■ **DATA TO USE**:
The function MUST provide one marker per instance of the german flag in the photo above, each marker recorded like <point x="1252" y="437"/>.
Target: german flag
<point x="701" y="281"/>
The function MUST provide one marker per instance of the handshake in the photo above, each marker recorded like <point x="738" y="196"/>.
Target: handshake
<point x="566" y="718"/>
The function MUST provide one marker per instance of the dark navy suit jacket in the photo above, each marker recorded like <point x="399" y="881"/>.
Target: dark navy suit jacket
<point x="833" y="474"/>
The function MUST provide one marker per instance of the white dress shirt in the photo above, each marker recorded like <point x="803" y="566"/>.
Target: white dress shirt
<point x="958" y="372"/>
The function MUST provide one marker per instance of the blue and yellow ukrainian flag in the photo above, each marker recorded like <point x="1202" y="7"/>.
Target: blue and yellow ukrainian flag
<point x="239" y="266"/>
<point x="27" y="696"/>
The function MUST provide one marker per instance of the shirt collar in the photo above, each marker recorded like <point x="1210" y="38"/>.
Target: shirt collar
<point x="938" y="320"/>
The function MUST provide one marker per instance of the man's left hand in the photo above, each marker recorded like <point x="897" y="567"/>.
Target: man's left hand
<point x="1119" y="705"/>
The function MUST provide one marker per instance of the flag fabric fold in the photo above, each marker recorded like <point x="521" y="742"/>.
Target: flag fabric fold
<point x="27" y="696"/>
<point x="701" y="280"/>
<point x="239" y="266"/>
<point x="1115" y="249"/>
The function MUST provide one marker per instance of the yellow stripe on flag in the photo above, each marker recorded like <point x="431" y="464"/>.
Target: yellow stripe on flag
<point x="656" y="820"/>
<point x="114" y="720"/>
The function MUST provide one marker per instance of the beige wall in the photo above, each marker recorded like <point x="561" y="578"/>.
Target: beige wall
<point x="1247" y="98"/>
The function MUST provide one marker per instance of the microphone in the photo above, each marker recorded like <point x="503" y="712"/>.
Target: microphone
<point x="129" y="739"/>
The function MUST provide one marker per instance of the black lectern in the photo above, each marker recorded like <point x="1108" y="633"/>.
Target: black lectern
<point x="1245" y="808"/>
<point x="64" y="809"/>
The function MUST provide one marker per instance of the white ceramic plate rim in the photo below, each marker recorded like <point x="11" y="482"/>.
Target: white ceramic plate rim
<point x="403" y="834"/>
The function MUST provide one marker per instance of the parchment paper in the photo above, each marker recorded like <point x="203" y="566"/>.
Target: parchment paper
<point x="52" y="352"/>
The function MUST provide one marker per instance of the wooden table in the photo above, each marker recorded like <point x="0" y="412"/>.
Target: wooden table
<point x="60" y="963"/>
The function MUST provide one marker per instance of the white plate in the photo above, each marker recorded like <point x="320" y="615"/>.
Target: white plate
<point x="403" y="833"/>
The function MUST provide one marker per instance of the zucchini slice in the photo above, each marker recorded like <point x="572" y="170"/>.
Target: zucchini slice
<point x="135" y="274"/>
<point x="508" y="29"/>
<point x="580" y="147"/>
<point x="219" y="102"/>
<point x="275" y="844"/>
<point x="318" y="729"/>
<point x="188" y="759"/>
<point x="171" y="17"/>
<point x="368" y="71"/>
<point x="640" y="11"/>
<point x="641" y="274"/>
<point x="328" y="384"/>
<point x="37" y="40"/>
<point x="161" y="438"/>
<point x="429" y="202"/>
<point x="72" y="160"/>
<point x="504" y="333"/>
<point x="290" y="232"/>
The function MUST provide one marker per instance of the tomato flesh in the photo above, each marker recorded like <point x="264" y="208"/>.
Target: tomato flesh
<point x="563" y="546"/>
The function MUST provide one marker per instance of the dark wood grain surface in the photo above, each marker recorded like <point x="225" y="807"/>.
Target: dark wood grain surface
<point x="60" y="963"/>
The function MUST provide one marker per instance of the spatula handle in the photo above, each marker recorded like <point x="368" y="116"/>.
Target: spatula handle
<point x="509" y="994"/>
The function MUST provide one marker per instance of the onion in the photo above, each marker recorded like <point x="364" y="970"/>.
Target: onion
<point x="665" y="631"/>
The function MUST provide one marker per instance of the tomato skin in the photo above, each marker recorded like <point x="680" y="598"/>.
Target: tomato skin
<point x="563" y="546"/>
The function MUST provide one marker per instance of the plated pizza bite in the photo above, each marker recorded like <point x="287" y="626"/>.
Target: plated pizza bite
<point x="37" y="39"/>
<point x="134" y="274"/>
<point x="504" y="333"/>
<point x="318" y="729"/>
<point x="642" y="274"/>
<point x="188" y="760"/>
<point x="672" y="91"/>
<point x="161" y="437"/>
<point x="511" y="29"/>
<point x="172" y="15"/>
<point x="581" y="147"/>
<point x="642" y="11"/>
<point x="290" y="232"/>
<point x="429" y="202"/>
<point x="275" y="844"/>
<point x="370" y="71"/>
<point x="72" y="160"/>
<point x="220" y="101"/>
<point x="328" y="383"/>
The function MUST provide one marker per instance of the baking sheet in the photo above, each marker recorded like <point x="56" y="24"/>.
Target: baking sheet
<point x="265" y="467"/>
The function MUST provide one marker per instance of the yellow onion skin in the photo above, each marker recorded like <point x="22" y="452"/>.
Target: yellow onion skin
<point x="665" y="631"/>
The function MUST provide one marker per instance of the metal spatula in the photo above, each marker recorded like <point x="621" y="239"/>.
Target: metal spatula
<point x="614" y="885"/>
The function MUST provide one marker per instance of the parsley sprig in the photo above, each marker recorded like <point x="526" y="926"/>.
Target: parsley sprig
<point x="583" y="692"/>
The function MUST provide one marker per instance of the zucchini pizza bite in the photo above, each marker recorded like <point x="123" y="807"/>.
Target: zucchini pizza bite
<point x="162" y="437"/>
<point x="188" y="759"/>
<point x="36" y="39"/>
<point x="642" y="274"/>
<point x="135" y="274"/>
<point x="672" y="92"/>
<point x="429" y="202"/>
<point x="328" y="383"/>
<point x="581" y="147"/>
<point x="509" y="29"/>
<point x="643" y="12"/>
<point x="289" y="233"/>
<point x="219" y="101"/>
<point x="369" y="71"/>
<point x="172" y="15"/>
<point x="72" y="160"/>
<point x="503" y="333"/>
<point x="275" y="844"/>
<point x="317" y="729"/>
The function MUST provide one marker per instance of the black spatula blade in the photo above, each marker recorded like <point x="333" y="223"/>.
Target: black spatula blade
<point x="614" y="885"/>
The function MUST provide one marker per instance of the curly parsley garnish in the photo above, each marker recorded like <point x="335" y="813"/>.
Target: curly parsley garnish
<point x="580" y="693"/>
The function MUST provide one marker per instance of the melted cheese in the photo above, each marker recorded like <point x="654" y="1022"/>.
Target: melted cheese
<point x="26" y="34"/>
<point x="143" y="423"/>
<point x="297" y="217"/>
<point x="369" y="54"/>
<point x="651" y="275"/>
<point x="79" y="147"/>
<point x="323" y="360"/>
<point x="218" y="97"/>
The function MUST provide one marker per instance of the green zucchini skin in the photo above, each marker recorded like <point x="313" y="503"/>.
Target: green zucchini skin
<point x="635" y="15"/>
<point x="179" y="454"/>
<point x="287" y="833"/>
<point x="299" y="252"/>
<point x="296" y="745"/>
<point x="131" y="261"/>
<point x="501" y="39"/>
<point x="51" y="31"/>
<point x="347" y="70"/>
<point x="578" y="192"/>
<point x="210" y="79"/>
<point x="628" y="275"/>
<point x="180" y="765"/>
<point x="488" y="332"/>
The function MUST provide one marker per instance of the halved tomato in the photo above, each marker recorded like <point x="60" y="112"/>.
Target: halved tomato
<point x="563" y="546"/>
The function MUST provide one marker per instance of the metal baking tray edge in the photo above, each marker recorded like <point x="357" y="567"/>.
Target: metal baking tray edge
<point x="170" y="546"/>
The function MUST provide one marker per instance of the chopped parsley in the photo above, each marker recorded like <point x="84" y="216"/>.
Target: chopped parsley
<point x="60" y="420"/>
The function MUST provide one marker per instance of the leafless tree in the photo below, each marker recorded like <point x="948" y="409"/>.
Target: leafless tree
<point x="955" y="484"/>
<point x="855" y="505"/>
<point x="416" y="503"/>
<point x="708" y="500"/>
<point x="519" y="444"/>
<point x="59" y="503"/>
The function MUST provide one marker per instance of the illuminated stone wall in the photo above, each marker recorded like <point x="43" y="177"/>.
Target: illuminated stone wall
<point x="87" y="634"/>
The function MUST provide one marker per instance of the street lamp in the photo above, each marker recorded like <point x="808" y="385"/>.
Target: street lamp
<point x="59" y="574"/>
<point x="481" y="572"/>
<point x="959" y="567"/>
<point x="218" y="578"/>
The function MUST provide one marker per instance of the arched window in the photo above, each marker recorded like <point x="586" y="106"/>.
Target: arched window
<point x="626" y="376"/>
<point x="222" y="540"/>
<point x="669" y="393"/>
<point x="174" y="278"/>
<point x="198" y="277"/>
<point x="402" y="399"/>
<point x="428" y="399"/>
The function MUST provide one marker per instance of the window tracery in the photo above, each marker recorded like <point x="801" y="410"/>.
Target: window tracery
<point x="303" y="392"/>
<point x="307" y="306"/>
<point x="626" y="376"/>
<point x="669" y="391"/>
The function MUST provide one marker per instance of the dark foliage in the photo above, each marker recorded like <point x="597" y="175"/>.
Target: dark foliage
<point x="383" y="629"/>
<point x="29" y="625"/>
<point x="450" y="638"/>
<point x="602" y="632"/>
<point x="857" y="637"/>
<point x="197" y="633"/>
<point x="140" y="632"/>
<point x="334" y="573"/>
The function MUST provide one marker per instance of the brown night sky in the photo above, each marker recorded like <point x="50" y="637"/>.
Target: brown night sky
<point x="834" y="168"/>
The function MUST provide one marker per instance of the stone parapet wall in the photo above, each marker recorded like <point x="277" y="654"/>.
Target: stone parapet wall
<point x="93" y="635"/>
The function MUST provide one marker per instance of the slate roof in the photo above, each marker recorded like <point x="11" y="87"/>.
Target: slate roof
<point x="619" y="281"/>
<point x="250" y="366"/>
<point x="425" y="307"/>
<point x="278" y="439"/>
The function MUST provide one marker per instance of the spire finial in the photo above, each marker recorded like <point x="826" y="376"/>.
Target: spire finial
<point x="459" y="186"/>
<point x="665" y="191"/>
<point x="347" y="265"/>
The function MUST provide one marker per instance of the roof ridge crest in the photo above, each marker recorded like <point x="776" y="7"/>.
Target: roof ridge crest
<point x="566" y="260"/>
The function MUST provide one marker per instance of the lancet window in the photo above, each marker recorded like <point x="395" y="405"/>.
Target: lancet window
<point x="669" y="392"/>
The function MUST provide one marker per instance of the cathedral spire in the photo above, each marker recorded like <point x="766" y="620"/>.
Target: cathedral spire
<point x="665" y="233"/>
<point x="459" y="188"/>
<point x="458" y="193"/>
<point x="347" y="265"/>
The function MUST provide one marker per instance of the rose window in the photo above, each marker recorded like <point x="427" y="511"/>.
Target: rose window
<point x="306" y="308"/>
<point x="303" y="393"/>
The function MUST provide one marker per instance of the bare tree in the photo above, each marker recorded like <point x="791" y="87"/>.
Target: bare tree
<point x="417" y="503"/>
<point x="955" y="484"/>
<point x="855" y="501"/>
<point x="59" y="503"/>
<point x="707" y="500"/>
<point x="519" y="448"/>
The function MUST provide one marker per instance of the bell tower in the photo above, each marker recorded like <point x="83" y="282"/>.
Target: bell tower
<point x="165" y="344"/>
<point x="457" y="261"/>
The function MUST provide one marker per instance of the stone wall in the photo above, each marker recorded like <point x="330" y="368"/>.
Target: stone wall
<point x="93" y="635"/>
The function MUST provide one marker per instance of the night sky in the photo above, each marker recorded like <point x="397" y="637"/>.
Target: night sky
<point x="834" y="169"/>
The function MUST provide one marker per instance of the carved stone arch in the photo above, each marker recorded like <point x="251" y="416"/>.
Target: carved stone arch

■ **DIRECTIONS FOR THIS TASK**:
Starting at the line that contains "of the cathedral", print every line through the end of the listing, word for word. Leave out all the rest.

■ **SOLUTION FOR THIS PROBLEM**:
The function MUST provide one marker per instance of the cathedral spire in the photo above, each marker recorded like <point x="766" y="620"/>.
Target: cathedral spire
<point x="665" y="233"/>
<point x="459" y="188"/>
<point x="458" y="193"/>
<point x="347" y="265"/>
The function MUST provide one marker per instance of the rose window in the photo above, each marker recorded like <point x="427" y="511"/>.
Target: rose window
<point x="306" y="308"/>
<point x="303" y="393"/>
The function MUST provide one marker per instance of the bare tree in the photo above, each marker recorded like <point x="791" y="87"/>.
Target: bare tree
<point x="417" y="503"/>
<point x="955" y="484"/>
<point x="855" y="501"/>
<point x="59" y="503"/>
<point x="707" y="500"/>
<point x="519" y="448"/>
The function MUST provide one marker per instance of the bell tower in the photo above, each marker recorded like <point x="83" y="282"/>.
Target: bell tower
<point x="165" y="344"/>
<point x="457" y="261"/>
The function MUST provide one marker per instance of the stone wall in the photo above, each marker recorded like <point x="330" y="368"/>.
Target: stone wall
<point x="93" y="635"/>
The function MUST provide one marker per instance of the night sky in the photo above, each marker recorded like <point x="397" y="637"/>.
Target: night sky
<point x="834" y="169"/>
The function MUST provide one marker per instance of the carved stone arch in the photo above, each marker recorded like <point x="251" y="416"/>.
Target: carved stone arch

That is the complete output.